SOURCE:
Friday, February 23, 2007

The Offical Report

In the excited restlessness of something yet to be discovered, keen anticipation on every breath, we play the waiting game. So many fragments of possibilities to ponder, jostling each other for a little limelight in the well dressed, well rehearsed, well of endless opportunities. And then, like a strong current in a restless river, regardless of all the speculation and planning, one is swept up and carried along. What is really in control when what one has created, evolves into something bigger than the both of you?

On this past February 20, 2006 at approx. 6:30 pm (Pacific Time) yours truly and Mr. Jeremy Gordon, contest judge and editor of the Daily Sound were lounging at the most glamorous of bars, a comfortable haven for jet setter and local alike; Fresco at the Beach, both romantic and delectable, the logical choice for the much talked about “contest date.”

EXERCISE TASKS:
1. List every date and clock time mentioned in the contest-date report.
2. Reproduce the part of the contest-date report that opens with the words containing "In the excited" and closes with "both of you?".

PROVIDED INFORMATION:
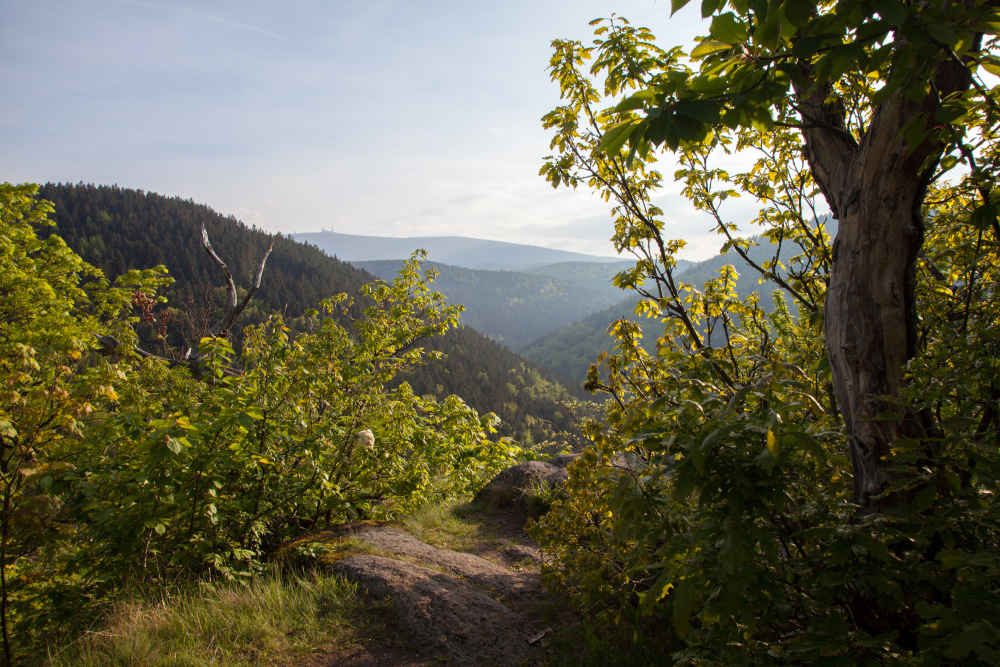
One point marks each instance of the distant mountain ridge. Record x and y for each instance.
(466, 252)
(118, 228)
(516, 307)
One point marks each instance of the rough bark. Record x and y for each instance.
(875, 188)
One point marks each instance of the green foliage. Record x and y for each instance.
(143, 229)
(273, 619)
(515, 307)
(715, 498)
(122, 465)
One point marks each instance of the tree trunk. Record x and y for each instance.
(875, 188)
(870, 310)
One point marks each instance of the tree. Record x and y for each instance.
(881, 102)
(52, 307)
(738, 515)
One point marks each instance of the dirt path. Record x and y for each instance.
(468, 594)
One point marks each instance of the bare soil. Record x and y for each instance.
(480, 605)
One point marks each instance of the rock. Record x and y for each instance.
(442, 615)
(563, 460)
(510, 486)
(496, 580)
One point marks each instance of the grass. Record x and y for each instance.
(276, 619)
(450, 526)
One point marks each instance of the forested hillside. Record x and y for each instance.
(593, 273)
(512, 307)
(117, 229)
(571, 349)
(461, 251)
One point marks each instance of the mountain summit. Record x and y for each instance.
(460, 251)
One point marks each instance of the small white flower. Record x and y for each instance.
(366, 439)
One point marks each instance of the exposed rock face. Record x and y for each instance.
(510, 486)
(455, 605)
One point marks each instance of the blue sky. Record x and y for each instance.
(380, 117)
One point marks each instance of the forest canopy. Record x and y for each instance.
(817, 488)
(115, 461)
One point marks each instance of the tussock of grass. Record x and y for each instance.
(448, 526)
(271, 620)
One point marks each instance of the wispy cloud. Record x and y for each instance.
(212, 17)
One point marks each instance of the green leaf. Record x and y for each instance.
(991, 64)
(615, 138)
(705, 111)
(709, 7)
(943, 34)
(799, 12)
(708, 47)
(984, 216)
(726, 28)
(892, 11)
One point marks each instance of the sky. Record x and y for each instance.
(374, 117)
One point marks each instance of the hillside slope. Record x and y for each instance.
(512, 307)
(117, 229)
(455, 250)
(572, 349)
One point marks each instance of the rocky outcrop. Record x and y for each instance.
(512, 485)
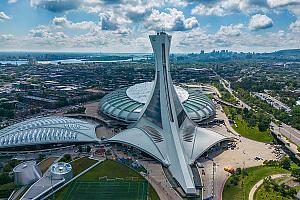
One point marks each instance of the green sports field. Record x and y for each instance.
(108, 189)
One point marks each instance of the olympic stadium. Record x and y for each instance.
(47, 131)
(125, 104)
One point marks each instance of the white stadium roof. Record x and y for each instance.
(140, 92)
(47, 130)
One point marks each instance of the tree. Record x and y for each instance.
(296, 173)
(4, 178)
(88, 149)
(285, 163)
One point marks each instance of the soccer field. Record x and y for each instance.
(125, 190)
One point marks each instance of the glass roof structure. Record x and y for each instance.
(47, 130)
(125, 104)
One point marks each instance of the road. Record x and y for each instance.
(230, 90)
(259, 183)
(289, 132)
(242, 156)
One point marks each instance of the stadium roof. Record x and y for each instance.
(125, 104)
(47, 130)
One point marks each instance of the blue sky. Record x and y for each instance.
(124, 25)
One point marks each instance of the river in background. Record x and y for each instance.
(67, 61)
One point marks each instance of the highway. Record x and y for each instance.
(288, 131)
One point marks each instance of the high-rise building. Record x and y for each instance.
(164, 129)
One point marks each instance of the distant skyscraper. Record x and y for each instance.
(164, 130)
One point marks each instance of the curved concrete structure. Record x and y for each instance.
(61, 170)
(47, 130)
(164, 128)
(26, 173)
(126, 104)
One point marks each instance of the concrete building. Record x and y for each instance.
(164, 130)
(126, 104)
(47, 131)
(26, 173)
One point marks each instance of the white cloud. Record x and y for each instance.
(282, 3)
(207, 11)
(63, 22)
(4, 17)
(173, 20)
(56, 5)
(295, 26)
(231, 30)
(12, 1)
(227, 7)
(259, 21)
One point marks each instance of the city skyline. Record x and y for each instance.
(123, 26)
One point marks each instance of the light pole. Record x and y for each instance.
(213, 181)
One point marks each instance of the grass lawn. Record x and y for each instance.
(6, 189)
(45, 164)
(111, 169)
(81, 164)
(251, 132)
(247, 131)
(262, 194)
(242, 189)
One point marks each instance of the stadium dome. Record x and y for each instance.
(125, 104)
(47, 130)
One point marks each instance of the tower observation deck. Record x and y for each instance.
(164, 129)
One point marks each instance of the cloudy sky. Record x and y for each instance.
(124, 25)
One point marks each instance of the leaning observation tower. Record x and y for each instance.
(163, 129)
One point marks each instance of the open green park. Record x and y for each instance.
(237, 187)
(109, 179)
(244, 128)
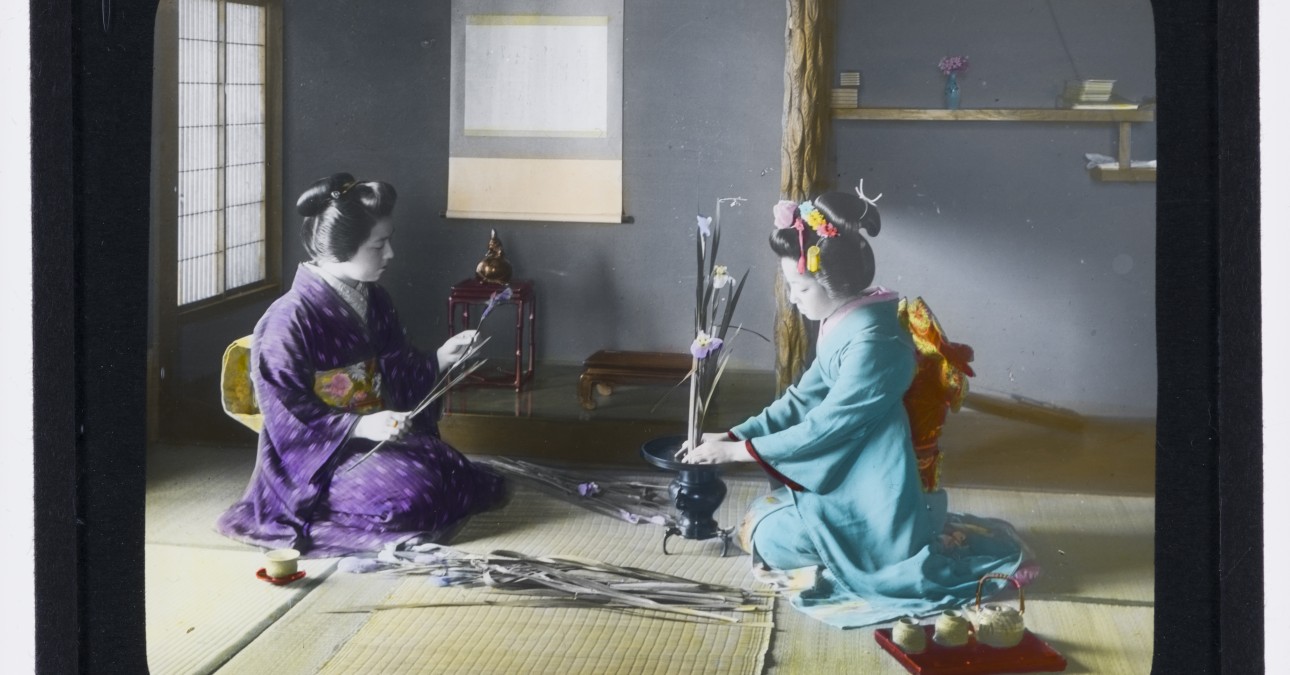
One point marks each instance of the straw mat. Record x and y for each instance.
(568, 640)
(203, 605)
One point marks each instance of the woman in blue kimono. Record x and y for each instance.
(334, 376)
(852, 503)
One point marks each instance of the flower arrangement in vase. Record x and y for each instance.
(951, 67)
(715, 297)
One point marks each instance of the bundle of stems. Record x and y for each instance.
(626, 500)
(568, 581)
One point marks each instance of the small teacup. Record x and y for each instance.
(952, 629)
(908, 635)
(281, 563)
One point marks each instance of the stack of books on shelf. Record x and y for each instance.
(845, 98)
(1093, 94)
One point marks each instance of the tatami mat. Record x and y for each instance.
(1089, 547)
(188, 489)
(1093, 602)
(505, 640)
(204, 605)
(510, 639)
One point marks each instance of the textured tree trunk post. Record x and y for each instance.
(808, 67)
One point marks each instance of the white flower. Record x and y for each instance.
(720, 278)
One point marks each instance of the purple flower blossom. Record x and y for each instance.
(494, 300)
(359, 565)
(704, 345)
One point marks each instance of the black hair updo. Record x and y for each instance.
(845, 261)
(339, 214)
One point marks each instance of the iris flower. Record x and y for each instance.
(494, 300)
(720, 278)
(704, 225)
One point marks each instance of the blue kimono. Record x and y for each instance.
(854, 505)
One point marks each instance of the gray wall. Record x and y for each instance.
(368, 93)
(1046, 272)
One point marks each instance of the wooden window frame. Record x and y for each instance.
(165, 172)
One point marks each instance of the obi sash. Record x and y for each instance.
(354, 387)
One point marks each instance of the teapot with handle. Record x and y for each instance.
(999, 625)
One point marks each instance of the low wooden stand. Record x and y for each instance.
(606, 368)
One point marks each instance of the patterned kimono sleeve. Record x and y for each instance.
(872, 377)
(406, 374)
(786, 411)
(305, 431)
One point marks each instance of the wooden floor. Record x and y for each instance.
(1082, 497)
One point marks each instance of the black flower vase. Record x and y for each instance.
(697, 492)
(952, 92)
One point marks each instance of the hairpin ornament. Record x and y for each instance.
(868, 201)
(346, 187)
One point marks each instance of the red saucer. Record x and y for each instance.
(279, 581)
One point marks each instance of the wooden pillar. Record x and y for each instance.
(808, 74)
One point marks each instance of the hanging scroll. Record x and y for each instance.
(537, 110)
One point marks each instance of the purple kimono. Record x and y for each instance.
(317, 367)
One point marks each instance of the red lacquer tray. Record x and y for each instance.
(279, 581)
(974, 658)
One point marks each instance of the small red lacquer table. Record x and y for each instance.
(471, 292)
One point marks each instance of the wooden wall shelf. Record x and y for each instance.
(1122, 118)
(1137, 174)
(1058, 115)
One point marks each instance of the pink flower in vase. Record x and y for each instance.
(950, 65)
(784, 213)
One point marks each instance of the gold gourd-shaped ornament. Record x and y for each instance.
(494, 267)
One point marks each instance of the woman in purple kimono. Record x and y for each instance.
(334, 376)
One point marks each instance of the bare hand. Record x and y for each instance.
(714, 451)
(386, 425)
(456, 346)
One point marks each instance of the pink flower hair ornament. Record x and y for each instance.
(799, 217)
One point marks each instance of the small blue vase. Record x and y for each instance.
(952, 92)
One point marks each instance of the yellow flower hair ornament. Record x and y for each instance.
(813, 260)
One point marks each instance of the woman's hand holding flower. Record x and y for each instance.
(714, 449)
(386, 425)
(453, 350)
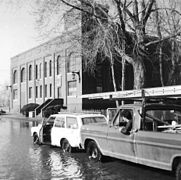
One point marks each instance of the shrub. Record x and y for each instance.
(51, 110)
(28, 107)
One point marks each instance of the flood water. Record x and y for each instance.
(20, 159)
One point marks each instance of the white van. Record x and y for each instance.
(63, 130)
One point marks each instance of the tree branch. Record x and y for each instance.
(148, 11)
(166, 38)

TASK-BY-TASK RESULTS:
1.
- Friday, February 23, 2007
- February 20, 2006
- approx. 6:30 pm (Pacific Time)

2.
In the excited restlessness of something yet to be discovered, keen anticipation on every breath, we play the waiting game. So many fragments of possibilities to ponder, jostling each other for a little limelight in the well dressed, well rehearsed, well of endless opportunities. And then, like a strong current in a restless river, regardless of all the speculation and planning, one is swept up and carried along. What is really in control when what one has created, evolves into something bigger than the both of you?